TASK TO CARRY OUT: The lines to copy run from the one containing "Query: mustache" to the end of the records below; repeat them exactly and include nothing else.

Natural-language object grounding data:
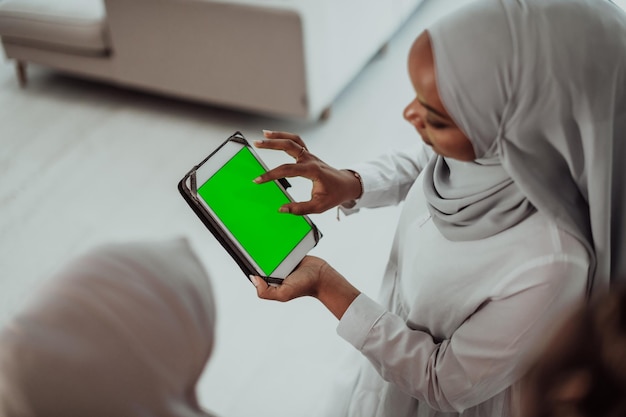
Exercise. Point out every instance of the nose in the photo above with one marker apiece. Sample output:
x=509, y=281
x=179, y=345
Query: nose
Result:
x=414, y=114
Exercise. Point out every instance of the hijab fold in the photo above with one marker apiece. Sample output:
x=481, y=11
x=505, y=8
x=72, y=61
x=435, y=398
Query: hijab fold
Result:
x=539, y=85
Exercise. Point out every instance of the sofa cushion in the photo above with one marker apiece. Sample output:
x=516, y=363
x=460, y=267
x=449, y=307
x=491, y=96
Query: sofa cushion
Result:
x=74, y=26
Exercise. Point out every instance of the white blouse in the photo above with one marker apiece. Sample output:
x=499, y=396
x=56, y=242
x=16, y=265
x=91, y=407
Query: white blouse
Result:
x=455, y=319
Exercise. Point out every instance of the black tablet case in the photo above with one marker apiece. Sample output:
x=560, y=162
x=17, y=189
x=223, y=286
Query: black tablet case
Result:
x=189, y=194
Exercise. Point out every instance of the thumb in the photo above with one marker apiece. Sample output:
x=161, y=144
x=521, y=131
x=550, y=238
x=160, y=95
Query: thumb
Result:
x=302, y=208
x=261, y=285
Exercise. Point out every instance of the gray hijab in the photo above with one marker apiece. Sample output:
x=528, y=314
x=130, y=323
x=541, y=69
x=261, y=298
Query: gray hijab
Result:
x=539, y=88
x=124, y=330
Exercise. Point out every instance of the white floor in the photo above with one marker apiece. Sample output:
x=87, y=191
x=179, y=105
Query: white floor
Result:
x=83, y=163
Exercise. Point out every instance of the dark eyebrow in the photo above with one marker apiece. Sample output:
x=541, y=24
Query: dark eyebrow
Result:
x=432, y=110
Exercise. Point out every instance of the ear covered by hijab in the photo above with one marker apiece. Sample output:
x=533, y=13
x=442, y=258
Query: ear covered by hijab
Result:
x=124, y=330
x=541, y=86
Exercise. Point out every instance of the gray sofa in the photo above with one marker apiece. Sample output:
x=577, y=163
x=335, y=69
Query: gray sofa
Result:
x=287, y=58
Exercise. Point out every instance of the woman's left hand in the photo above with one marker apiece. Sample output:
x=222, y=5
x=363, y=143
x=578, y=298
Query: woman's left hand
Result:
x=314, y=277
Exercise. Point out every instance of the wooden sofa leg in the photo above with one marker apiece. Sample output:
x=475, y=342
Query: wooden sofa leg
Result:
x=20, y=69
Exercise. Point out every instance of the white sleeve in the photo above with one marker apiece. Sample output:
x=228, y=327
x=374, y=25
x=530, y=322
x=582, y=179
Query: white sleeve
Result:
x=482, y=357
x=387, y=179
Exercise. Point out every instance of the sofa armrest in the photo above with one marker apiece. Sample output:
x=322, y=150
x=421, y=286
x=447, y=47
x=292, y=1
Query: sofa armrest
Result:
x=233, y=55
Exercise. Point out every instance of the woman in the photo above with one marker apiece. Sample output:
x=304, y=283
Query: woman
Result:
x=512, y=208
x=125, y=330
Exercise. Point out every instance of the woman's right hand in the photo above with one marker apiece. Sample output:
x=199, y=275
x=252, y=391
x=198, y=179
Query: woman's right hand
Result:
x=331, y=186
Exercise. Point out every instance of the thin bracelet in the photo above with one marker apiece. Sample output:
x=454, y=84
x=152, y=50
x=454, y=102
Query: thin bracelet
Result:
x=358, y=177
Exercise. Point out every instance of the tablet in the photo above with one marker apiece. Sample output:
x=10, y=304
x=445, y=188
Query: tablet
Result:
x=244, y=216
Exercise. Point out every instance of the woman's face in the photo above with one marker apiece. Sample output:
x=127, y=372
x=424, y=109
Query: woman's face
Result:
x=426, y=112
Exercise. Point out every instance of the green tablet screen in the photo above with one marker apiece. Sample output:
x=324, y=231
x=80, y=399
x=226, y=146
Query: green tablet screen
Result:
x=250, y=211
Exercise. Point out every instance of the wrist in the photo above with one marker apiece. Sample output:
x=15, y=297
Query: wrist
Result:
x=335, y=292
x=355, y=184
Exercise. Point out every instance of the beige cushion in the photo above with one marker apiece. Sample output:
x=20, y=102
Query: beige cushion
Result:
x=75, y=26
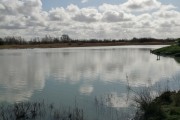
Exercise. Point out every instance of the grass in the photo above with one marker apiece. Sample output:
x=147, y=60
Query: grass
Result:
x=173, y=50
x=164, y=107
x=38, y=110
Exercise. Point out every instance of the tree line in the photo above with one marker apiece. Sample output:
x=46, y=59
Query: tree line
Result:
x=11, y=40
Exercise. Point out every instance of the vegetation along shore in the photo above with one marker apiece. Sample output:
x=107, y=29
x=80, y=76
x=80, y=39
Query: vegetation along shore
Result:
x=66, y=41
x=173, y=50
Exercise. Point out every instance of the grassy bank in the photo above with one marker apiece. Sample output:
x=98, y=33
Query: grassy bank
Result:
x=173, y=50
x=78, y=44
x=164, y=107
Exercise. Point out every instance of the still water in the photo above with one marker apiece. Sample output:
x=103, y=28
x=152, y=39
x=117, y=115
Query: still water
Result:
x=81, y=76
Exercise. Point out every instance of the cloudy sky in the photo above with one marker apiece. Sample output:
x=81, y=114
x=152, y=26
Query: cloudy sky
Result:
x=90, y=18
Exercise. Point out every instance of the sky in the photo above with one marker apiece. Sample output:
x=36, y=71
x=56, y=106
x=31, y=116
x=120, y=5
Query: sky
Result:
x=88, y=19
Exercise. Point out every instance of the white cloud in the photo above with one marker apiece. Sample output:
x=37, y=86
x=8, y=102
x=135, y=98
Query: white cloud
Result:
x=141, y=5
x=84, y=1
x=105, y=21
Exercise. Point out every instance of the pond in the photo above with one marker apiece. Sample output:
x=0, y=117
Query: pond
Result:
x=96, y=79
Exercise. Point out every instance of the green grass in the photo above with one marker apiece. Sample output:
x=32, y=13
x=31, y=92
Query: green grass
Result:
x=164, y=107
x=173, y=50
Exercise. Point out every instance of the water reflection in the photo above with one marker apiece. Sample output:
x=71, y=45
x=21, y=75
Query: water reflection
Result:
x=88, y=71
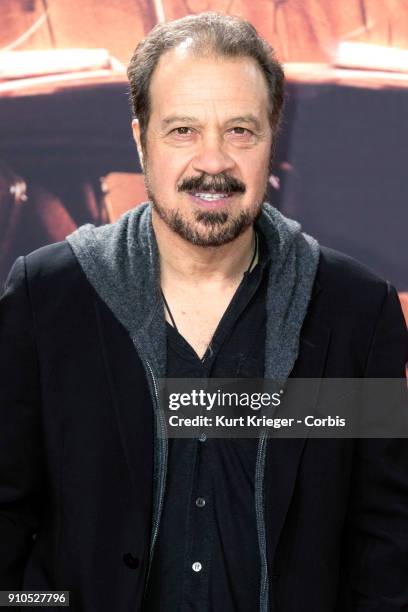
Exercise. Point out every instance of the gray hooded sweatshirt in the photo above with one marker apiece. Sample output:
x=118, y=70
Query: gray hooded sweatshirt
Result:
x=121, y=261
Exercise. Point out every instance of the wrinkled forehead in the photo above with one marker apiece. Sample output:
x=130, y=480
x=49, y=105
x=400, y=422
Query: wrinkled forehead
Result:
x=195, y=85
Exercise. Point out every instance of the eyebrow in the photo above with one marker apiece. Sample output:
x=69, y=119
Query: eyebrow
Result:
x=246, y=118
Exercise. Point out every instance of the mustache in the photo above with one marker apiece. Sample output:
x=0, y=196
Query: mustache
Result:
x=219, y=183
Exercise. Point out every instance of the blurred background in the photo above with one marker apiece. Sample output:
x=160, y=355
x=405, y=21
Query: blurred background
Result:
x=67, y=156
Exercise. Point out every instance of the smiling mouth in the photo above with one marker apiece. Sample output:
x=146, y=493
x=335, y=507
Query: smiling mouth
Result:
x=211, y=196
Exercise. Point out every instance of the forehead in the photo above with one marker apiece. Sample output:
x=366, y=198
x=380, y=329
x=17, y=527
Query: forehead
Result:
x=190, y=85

COMPLETED TASK:
Query: mustache
Result:
x=219, y=183
Exercise. Point out every instance of the blurred background in the photo above with one marker apiece. Sample output:
x=160, y=355
x=405, y=21
Query: blurred background
Result:
x=67, y=156
Exercise. Point out every instance of the smiling mouth in the photo above with one marker apiece. Sample output:
x=146, y=493
x=335, y=507
Query: smiling mouth
Result:
x=211, y=196
Exercise. Point out every instance of the forehead in the photo above with one marker apiece. Sample output:
x=366, y=198
x=380, y=329
x=17, y=527
Query: forehead
Result:
x=190, y=85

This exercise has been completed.